Zitierter Text:
· · · ·

Jede Ausfüllung einer unbewussten oder nachträglich entstandenen Normsetzungslücke durch gerichtliche Erkenntnis setzt voraus, dass aus den Umständen auf einen entsprechenden eindeutigen Willen des Normsetzers (Gesetzgebers) zu schließen ist.

Tenor:

Die Beschwerde der Mitarbeitervertretung gegen den Beschluss der Schieds- und Schlichtungsstelle des Diakonischen Werkes Berlin-Brandenburg-schlesische Oberlausitz e.V. vom 29. September 2011 - I-23/11 - wird zurückgewiesen.

· · · ·

Angezeigte Informationen:
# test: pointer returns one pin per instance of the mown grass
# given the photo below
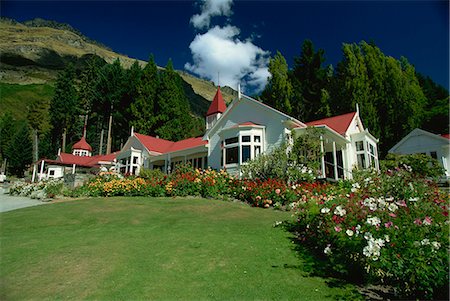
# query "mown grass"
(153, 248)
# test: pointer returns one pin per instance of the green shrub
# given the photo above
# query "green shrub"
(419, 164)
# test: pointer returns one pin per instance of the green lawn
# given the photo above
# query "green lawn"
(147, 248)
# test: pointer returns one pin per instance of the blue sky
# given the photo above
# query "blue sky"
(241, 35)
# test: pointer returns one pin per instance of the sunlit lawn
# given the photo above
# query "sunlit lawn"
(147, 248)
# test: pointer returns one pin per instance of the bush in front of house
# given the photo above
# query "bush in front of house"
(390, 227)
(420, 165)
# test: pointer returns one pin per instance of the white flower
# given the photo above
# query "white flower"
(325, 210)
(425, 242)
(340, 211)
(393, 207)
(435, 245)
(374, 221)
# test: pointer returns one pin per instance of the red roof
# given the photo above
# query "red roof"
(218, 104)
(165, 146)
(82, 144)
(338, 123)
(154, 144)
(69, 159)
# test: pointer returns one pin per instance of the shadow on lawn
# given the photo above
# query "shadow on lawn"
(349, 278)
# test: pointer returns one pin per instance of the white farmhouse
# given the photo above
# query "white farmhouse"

· · · ·

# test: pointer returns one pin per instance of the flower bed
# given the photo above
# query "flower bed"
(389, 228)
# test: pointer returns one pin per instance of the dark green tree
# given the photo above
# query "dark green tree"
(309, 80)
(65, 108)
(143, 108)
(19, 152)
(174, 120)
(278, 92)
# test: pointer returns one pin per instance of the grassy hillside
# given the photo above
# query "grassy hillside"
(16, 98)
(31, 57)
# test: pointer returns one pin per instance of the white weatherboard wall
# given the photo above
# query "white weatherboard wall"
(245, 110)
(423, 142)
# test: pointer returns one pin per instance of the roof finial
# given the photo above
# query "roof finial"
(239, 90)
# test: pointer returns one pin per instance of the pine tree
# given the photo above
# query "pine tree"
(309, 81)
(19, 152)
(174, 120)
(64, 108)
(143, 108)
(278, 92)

· · · ·

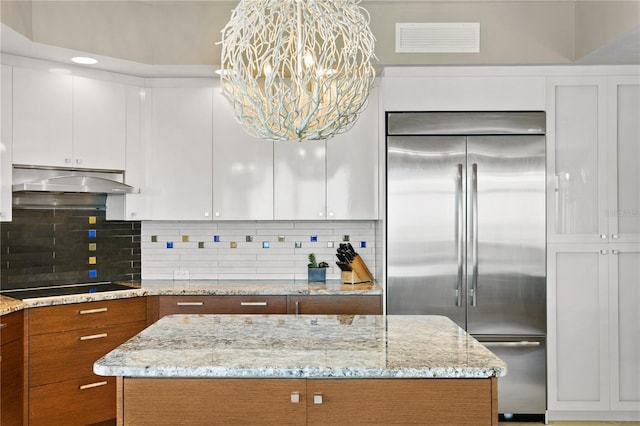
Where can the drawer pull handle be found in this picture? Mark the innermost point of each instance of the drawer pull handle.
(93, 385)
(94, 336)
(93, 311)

· · · ·

Zu bearbeitende Aufgaben:
(a) Fasse den Absatz aus dem zitierten Text, der mit „Die Beschwerde der Mitarbeitervertretung“ beginnt, als kurze Liste zusammen und behalte dabei seine wesentlichen Angaben bei.
(b) Beantworte anhand des zitierten Textes:
(i) Worauf muss aus den Umständen zu schließen sein, damit eine Normsetzungslücke durch gerichtliche Erkenntnis ausgefüllt werden darf?
(ii) Von welchem Datum ist der Beschluss, gegen den sich die Beschwerde richtet?
(iii) Wer hat die Beschwerde eingelegt?
Das Material ist eigenständig und gehört nicht zum zitierten Text.

Lösungen:
(a)
- Beschwerdeführerin: die Mitarbeitervertretung
- Angegriffene Entscheidung: Beschluss der Schieds- und Schlichtungsstelle des Diakonischen Werkes Berlin-Brandenburg-schlesische Oberlausitz e.V. vom 29. September 2011, I-23/11
- Ergebnis: Die Beschwerde wird zurückgewiesen.

(b)
(i) Auf einen entsprechenden eindeutigen Willen des Normsetzers (Gesetzgebers).
(ii) Vom 29. September 2011.
(iii) Die Mitarbeitervertretung.